### DIRECTIVE
Change "black spot on elytra" to "dark spot on the elytra" in the part of the listing that runs from its start through the line containing "110 80 L 106", including that line, and leave everything else unchanged.

Annotation dataset entries:

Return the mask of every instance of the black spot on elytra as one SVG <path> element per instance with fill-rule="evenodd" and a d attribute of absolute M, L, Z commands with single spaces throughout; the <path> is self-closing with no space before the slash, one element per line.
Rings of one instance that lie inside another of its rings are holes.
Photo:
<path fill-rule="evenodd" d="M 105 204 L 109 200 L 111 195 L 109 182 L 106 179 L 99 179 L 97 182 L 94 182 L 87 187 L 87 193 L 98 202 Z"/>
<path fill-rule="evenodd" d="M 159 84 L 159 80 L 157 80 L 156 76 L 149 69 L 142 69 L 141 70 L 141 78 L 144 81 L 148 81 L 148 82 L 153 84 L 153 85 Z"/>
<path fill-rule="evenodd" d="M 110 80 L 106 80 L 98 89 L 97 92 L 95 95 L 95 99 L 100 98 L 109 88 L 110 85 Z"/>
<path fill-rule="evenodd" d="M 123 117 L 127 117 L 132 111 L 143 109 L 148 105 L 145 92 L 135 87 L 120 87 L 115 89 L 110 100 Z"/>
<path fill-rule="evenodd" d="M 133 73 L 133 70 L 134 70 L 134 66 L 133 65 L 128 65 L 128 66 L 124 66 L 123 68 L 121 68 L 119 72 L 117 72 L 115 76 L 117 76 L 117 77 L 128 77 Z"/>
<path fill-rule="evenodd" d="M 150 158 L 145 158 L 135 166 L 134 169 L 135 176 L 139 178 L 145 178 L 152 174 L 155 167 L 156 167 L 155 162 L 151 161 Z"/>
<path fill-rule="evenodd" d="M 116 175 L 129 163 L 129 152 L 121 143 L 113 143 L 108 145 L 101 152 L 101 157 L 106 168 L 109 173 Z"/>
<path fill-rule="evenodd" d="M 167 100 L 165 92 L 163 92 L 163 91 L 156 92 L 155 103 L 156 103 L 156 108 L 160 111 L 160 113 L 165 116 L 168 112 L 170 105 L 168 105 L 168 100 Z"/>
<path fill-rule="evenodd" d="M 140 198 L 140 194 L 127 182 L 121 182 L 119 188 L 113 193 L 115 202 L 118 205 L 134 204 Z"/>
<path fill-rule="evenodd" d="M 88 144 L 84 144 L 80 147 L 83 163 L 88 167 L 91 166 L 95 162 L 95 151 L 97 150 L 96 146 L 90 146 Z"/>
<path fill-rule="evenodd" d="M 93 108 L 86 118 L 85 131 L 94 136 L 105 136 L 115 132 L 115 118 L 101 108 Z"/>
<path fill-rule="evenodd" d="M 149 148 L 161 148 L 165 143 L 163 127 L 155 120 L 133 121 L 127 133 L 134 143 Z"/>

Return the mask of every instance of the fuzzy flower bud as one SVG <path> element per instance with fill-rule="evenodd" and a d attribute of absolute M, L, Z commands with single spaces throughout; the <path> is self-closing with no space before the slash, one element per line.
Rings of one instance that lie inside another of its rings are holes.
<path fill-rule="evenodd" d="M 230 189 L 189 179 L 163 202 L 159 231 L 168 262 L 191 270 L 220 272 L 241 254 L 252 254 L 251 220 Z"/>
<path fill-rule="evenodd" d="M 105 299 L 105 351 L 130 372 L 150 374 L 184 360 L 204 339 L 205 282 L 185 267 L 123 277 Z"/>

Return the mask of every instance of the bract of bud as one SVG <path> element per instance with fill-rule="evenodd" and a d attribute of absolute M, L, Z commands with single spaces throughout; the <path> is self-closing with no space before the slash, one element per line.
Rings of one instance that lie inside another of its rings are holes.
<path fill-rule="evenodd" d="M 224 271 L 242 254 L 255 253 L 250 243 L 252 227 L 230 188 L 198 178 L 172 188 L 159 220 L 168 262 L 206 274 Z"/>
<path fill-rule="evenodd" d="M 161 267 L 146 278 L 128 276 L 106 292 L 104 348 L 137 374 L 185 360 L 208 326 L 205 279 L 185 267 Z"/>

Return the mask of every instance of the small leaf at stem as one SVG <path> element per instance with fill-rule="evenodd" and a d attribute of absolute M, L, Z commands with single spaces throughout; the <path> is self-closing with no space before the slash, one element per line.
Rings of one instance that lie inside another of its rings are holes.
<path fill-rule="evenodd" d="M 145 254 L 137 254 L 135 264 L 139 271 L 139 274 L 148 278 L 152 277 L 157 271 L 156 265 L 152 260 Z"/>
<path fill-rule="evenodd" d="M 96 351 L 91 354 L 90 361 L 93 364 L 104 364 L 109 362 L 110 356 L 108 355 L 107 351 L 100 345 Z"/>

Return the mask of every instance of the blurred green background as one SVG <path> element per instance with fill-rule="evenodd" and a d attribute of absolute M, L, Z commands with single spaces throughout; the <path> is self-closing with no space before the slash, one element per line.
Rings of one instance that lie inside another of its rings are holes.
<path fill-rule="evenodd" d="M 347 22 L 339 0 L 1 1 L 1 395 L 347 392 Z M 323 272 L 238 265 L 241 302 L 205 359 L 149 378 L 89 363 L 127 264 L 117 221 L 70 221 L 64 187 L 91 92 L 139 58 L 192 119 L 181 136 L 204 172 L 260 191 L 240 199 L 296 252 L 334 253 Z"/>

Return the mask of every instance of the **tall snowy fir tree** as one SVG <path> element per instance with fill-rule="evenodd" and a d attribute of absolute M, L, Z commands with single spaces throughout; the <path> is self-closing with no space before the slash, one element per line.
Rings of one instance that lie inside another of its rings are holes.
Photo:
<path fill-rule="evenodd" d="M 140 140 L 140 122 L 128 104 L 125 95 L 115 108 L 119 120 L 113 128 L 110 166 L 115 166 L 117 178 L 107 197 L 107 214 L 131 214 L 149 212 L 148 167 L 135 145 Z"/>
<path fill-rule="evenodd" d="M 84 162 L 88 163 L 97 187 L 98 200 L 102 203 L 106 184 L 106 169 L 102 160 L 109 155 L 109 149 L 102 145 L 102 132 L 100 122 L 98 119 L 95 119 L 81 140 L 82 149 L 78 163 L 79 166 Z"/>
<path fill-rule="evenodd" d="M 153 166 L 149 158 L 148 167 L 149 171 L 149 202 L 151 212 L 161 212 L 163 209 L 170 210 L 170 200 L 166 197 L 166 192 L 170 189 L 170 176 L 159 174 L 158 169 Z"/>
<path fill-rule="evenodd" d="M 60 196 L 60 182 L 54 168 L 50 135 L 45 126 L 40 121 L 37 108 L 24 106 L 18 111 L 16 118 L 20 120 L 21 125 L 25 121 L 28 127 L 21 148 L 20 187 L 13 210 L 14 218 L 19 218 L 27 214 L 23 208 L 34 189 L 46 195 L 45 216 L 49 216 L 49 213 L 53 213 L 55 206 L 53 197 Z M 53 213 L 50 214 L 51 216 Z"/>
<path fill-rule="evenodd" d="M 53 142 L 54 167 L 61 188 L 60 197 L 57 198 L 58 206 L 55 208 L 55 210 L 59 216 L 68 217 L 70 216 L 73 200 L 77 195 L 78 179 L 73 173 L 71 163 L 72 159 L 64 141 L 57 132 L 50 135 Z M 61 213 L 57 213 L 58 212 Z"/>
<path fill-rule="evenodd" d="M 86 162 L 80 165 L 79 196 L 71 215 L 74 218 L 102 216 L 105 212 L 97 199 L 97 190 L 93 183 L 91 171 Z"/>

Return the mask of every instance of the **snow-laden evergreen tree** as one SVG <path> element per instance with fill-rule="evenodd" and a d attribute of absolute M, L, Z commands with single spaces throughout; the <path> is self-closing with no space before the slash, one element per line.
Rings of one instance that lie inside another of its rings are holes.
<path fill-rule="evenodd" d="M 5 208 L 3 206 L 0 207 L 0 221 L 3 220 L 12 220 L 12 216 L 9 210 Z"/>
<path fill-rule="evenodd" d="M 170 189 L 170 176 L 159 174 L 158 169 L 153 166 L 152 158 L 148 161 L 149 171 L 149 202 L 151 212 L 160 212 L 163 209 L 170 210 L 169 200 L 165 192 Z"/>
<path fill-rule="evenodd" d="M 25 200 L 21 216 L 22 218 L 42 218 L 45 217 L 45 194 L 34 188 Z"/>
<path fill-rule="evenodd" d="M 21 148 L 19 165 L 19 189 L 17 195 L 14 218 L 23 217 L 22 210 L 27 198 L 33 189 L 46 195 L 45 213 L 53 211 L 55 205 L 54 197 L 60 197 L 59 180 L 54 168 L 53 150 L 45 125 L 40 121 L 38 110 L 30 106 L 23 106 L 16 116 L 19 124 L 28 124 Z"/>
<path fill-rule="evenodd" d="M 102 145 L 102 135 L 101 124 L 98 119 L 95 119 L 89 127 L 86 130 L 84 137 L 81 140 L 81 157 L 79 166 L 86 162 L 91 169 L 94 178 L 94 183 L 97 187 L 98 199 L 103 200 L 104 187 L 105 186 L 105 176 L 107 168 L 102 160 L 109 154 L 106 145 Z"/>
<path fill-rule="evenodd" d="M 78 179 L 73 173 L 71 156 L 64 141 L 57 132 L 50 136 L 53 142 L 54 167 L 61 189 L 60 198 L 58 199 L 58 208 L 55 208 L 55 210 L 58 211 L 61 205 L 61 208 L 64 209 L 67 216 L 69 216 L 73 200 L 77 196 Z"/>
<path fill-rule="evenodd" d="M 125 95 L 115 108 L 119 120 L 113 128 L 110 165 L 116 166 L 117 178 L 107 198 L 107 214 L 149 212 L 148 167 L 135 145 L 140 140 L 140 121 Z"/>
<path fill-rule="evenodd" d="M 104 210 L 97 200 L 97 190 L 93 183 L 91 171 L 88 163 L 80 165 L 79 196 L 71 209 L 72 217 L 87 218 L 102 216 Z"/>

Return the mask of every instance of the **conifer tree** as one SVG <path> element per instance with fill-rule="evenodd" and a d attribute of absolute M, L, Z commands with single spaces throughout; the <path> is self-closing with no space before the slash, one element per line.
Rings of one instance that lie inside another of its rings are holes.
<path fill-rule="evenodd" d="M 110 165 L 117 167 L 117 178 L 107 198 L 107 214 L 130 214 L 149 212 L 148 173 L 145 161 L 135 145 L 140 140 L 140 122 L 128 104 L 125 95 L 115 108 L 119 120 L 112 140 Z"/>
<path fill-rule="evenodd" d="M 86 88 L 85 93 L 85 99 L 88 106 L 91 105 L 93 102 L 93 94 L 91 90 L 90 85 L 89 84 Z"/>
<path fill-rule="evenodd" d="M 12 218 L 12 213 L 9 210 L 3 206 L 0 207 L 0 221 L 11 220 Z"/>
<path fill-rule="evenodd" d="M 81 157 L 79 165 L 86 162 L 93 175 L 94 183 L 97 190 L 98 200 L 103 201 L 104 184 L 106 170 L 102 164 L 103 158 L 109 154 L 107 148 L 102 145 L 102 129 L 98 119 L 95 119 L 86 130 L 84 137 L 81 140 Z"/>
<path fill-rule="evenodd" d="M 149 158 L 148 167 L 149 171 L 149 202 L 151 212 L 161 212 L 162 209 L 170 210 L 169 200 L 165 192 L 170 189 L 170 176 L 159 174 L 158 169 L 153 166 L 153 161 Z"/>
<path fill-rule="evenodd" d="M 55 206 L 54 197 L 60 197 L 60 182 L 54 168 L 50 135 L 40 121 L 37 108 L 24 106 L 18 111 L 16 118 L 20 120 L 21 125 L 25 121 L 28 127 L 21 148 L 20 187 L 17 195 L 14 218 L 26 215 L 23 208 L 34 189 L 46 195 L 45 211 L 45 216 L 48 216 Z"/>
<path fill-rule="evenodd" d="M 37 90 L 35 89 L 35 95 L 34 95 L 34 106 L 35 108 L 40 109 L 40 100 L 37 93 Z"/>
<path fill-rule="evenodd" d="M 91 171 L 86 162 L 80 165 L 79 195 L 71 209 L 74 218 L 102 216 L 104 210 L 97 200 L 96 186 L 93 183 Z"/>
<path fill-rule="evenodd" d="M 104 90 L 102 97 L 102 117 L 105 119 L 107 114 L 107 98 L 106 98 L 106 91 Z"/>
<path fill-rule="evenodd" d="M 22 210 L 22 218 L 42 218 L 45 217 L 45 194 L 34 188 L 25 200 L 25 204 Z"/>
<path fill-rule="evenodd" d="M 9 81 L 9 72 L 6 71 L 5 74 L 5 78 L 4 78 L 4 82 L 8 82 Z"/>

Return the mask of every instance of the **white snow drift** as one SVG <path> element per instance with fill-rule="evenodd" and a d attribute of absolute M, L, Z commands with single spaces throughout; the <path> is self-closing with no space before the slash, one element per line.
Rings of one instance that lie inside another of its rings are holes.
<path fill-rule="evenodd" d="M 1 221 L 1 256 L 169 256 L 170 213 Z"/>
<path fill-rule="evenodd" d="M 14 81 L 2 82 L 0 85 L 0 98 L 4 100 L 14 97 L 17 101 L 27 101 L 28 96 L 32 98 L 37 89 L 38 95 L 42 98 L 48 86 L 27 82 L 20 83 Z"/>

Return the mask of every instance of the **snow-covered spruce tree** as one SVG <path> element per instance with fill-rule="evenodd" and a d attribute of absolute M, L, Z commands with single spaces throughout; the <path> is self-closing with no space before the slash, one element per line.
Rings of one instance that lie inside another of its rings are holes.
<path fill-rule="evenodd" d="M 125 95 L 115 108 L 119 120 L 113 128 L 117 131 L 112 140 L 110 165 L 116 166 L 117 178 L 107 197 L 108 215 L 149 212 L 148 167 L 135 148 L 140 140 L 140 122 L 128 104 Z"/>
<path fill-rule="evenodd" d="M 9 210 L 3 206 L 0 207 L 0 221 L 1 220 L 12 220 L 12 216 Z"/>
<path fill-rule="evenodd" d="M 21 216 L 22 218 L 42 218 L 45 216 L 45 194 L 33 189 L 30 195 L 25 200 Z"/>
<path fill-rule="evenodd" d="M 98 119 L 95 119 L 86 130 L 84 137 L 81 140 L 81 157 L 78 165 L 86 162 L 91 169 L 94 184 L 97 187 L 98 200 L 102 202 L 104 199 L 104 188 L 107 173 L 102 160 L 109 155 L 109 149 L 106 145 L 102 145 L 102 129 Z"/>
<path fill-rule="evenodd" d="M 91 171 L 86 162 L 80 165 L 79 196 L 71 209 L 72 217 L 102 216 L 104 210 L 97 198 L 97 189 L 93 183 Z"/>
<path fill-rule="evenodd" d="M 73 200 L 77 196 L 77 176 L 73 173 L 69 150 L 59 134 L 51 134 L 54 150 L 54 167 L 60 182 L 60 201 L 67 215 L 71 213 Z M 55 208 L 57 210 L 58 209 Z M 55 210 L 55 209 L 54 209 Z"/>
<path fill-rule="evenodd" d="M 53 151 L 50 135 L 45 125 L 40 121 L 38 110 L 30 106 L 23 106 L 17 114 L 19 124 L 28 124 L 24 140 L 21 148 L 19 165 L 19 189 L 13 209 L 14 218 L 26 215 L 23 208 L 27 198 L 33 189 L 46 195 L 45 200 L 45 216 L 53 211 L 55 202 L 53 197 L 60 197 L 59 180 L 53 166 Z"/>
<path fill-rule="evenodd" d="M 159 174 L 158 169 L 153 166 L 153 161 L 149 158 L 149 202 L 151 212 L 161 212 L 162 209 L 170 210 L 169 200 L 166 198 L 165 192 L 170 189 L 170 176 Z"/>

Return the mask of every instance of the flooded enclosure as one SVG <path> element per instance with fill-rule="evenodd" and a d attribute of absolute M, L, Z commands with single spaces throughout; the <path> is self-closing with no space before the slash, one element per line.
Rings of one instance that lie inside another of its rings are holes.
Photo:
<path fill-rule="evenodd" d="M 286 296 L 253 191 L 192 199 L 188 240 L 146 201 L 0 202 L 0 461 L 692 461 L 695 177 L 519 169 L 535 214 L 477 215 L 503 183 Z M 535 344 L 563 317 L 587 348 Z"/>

### OUTPUT BELOW
Return the mask of every instance of the dark spot on the elytra as one SVG <path> element per instance with fill-rule="evenodd" and a d attribute of absolute M, L, Z commands with single spaces throughout; the <path> is self-closing with no space before the slash, one element per line.
Rings of one instance that lie inside another of its rings are holes.
Photo:
<path fill-rule="evenodd" d="M 105 204 L 109 200 L 111 195 L 109 182 L 106 179 L 99 179 L 97 182 L 94 182 L 87 187 L 87 193 L 98 202 Z"/>
<path fill-rule="evenodd" d="M 159 84 L 159 80 L 157 80 L 156 76 L 149 69 L 142 69 L 141 70 L 141 78 L 144 81 L 148 81 L 148 82 L 153 84 L 153 85 Z"/>
<path fill-rule="evenodd" d="M 110 80 L 106 80 L 98 89 L 97 92 L 95 95 L 95 99 L 100 98 L 109 88 L 110 85 Z"/>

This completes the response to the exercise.